▶ [TUGAS PENGERJAAN]:
1. Sebutkan semua dusun yang menurut teks tentang Desa Karang Bayan termasuk dalam desa tersebut.
2. Salin kembali baris-baris catatan tanpa perubahan, dari baris yang memuat "Could you point to the dark" sampai baris terakhir catatan.

▶ [KUTIPAN SUMBER]:
Desa
Karang Bayan merupakan salah satu dari 10
(sepuluh) desa yang ada di Kecamatan Lingsar Kabupaten Lombok
Barat, Provinsi Nusa Tenggara Barat. Desa Karang Bayan terdiri dari 5 (lima)
dusun yaitu Dusun Berembeng Timur dengan jumlah penduduk 491 (empat ratus
Sembilan puluh satu) jiwa, Dusun Peresak Barat dengan jumlah penduduk 1.332
(seribu tiga ratus tiga puluh dua) jiwa, Dusun Peresak Timur dengan jumlah
penduduk 1.015 (seribu lima belas) jiwa, Karang Bayan Barat dengan jumlah
penduduk 1.185 (seribu seratus delapan puluh lima) jiwa dan Karang Bayan Timur
dengan jumlah penduduk 1.415 (seribu empat ratus lima belas) jiwa.
Salah
satu hal yang khas dan menarik dari desa ini yaitu masyarakatnya masih memegang
teguh adat istiadatnya. Salah satu bukti bahwa masyarakat ini masih memegang
teguh adat istiadatnya yaitu terdapat lembaga adat yang digunakan untuk menyelesaikan sengketa antara
warga.di desa ini.
![]() |
Bale Penangkilan / Photo by : drsm |
Keberadaan
lembaga adat ini ditandai dengan berdirinya tiga bangunan yang terletak di
Dusun Karang Bayan Timur dan berada di tengah-tengah pemukiman penduduk. Adapun
ketiga bangunan tersebut yaitu Bale
Penangkilan yang digunakan sebagai tempat sidang adat apabila terjadi
sengketa antar warga, bangunan kedua yaitu berugaq
agung digunakan sebagai tempat “roah”
atau syukuran para tetua adat dan
bagunan yang terakhir yaitu pawon atau dapur yang digunakan sebagai tempat
untuk memasak makanan dan minuman yang akan disajikan kepada para warga
ketika sidang adat atau tamu yang
berkunjung serta terdapat sebuah batu yang dipagari dengan bambu yang disebut
oleh masyarakat setempat ina-ina.
Menurut
keyakinan masyarakat setempat batu tersebut merupakan tempat berhaluawat orang Bayan Lombok Utara
untuk meminta kepada yang maha kuasa sehingga terbentuklah Desa Karang Bayan
yang ditandai dengan batu tersebut sehingga masyarakat setempat sampai sekarang
masih menjaga kesakralan dari batu tersebut bahkan mereka percaya bahwa Desa
Karang Bayan merupakan turunan dari Desa Adat Bayan Kabupaten Lombok Utara.
Oleh sebab itu bangunan lembaga adat di Desa Karang Bayan ini mirip dengan
bangunan adat di Desa Bayan Kabupaten Lombok Utara bahkan masyarakat setempat
dulu pernah menerapkan “wektu telu”
seperti di Bayan, namun sekarang sudah tidak lagi.

▶ [BAHAN LATIHAN]:
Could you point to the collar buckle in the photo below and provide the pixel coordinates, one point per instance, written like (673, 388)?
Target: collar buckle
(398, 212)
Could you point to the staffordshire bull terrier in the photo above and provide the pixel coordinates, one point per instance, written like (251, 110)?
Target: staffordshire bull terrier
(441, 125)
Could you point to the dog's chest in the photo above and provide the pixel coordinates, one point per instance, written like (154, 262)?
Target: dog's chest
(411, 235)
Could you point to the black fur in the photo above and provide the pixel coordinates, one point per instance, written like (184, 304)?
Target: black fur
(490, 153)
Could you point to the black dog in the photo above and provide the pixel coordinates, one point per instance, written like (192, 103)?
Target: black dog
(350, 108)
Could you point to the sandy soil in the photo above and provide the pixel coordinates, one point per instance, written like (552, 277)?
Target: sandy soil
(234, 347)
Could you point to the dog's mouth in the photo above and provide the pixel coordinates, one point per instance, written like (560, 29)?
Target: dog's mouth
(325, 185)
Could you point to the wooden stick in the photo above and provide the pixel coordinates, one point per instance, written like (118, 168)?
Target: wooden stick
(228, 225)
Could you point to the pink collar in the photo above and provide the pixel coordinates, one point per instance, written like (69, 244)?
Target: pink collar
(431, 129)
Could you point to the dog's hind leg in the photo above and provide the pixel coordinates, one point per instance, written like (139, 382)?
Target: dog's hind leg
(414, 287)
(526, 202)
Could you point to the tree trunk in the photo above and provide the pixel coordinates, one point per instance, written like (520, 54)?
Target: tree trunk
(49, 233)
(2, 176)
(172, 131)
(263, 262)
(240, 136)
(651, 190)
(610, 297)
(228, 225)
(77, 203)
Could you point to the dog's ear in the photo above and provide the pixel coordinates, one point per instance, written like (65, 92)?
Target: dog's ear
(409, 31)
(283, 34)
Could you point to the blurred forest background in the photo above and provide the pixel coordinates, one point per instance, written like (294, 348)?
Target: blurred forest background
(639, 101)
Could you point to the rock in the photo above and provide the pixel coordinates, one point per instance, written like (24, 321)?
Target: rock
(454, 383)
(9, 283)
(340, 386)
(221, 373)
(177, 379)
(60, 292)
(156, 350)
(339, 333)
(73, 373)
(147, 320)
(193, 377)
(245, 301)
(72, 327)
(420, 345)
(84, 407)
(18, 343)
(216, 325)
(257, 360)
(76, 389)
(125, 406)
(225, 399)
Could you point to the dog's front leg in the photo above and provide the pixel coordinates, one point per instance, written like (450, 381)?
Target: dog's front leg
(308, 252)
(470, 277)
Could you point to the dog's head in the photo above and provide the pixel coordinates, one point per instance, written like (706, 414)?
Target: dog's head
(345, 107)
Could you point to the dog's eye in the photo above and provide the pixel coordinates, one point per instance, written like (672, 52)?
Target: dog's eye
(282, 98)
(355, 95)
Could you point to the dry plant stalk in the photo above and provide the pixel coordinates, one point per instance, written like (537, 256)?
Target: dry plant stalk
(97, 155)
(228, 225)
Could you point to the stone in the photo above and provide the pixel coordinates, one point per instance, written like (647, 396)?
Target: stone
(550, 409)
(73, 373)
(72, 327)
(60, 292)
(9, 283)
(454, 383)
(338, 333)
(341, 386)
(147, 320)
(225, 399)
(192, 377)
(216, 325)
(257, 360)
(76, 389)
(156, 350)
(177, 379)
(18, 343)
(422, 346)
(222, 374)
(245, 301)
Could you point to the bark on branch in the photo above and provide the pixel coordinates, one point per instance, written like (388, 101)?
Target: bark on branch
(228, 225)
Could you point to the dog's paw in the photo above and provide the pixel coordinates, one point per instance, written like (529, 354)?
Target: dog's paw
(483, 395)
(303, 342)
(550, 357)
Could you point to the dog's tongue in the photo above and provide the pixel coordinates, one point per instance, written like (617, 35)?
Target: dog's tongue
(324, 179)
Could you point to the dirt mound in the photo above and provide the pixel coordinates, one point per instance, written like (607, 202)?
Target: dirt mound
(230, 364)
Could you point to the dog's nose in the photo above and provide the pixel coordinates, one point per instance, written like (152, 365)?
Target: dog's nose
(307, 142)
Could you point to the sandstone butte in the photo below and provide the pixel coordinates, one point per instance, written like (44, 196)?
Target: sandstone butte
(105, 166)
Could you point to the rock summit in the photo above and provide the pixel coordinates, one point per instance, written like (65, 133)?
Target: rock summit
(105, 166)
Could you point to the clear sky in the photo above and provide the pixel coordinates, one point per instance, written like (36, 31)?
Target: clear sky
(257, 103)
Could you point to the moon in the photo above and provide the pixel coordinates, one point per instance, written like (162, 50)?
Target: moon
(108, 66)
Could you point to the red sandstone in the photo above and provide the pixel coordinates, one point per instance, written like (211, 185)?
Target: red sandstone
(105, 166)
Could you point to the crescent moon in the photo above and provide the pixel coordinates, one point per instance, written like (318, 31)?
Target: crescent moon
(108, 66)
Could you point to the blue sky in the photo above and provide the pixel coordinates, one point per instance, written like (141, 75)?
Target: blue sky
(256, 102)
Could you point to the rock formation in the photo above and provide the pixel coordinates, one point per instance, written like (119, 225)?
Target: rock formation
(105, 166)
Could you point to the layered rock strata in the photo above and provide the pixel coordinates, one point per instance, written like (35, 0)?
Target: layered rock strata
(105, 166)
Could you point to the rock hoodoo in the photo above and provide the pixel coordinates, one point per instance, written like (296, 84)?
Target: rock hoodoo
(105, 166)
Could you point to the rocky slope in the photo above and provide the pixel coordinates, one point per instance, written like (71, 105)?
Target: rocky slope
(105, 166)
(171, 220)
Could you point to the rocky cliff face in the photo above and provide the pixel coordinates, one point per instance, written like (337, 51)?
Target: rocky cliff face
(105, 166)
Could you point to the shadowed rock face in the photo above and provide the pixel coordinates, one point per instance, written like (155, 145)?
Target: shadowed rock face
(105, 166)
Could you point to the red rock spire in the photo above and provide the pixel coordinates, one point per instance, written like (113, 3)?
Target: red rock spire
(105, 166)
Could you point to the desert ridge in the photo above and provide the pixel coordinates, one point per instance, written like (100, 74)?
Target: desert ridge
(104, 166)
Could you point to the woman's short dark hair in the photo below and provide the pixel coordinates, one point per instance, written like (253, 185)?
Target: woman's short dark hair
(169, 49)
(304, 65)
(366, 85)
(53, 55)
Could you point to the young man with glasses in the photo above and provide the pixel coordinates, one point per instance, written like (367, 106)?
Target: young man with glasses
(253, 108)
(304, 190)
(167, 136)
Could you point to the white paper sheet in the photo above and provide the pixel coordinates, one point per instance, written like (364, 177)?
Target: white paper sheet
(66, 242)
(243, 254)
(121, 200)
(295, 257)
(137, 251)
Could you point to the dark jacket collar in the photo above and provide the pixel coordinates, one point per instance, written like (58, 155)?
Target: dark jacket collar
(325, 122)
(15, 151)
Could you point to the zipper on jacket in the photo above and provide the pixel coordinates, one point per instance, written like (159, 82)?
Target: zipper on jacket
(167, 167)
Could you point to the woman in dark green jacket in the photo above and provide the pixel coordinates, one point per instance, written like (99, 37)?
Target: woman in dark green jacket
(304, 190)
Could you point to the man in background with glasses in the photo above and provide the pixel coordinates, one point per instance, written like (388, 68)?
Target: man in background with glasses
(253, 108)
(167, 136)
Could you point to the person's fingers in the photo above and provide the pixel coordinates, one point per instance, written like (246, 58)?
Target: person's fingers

▶ [JAWABAN BERURUTAN]:
1.
- Dusun Berembeng Timur
- Dusun Peresak Barat
- Dusun Peresak Timur
- Karang Bayan Barat
- Karang Bayan Timur

2.
Could you point to the dark jacket collar in the photo above and provide the pixel coordinates, one point per instance, written like (58, 155)?
Target: dark jacket collar
(325, 122)
(15, 151)
Could you point to the zipper on jacket in the photo above and provide the pixel coordinates, one point per instance, written like (159, 82)?
Target: zipper on jacket
(167, 167)
Could you point to the woman in dark green jacket in the photo above and provide the pixel coordinates, one point per instance, written like (99, 37)?
Target: woman in dark green jacket
(304, 190)
Could you point to the man in background with glasses in the photo above and provide the pixel coordinates, one point per instance, written like (388, 68)?
Target: man in background with glasses
(253, 108)
(167, 136)
Could you point to the person's fingers in the photo above and provide the pixel coordinates, one point per instance, written like (246, 58)?
Target: person's fingers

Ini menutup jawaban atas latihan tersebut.